### TO BE DONE
How many lines in the entries below contain the string "tower"? Case counts. Reply with the number alone.

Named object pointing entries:
━━━

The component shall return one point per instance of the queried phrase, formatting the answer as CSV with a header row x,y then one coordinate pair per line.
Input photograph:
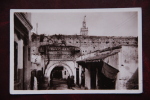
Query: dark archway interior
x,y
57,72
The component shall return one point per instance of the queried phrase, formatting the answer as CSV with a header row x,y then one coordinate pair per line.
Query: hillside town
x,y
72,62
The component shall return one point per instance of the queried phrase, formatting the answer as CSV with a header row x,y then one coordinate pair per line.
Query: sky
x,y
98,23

━━━

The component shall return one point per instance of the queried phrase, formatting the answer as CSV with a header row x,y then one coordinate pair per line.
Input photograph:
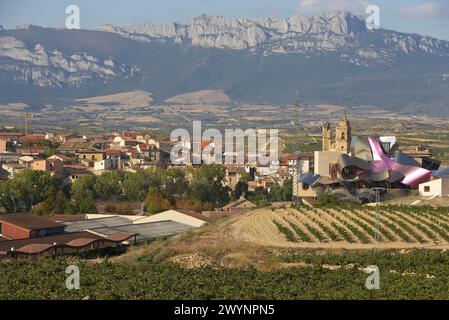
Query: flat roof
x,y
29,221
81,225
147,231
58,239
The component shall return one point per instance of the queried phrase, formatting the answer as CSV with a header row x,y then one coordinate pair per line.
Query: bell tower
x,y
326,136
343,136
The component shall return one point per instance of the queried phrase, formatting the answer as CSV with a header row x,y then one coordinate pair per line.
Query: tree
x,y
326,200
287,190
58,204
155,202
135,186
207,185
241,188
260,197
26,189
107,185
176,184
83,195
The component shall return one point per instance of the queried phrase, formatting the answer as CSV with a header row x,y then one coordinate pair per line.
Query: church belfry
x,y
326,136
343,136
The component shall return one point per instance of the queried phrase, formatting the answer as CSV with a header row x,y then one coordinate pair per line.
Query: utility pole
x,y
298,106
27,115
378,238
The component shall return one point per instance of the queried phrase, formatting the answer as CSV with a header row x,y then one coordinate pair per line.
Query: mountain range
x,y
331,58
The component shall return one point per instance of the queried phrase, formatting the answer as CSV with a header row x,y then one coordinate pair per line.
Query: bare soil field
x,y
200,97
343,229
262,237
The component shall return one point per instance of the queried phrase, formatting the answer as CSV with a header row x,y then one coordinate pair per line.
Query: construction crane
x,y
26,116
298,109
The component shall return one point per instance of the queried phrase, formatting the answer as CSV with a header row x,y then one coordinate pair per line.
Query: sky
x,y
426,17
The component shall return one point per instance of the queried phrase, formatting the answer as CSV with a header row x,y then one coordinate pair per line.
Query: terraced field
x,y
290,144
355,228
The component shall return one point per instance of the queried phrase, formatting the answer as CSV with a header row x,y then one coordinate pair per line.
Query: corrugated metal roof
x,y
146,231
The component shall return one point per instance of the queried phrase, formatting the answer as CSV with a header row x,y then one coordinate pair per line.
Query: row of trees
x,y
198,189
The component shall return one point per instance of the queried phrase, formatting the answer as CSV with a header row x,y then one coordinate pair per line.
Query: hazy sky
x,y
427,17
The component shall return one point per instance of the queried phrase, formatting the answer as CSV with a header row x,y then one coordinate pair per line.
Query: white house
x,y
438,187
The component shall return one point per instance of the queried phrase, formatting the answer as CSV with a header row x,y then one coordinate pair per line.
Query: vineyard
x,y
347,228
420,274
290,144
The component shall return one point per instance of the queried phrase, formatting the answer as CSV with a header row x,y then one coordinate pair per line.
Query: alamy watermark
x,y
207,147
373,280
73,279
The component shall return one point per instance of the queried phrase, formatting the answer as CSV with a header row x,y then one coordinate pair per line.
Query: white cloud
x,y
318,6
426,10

━━━

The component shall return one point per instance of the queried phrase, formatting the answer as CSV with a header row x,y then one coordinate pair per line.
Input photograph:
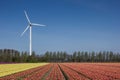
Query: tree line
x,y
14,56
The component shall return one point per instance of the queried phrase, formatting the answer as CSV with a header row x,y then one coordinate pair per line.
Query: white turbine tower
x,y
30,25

━━━

### SOLUTION FOR THIS EXERCISE
2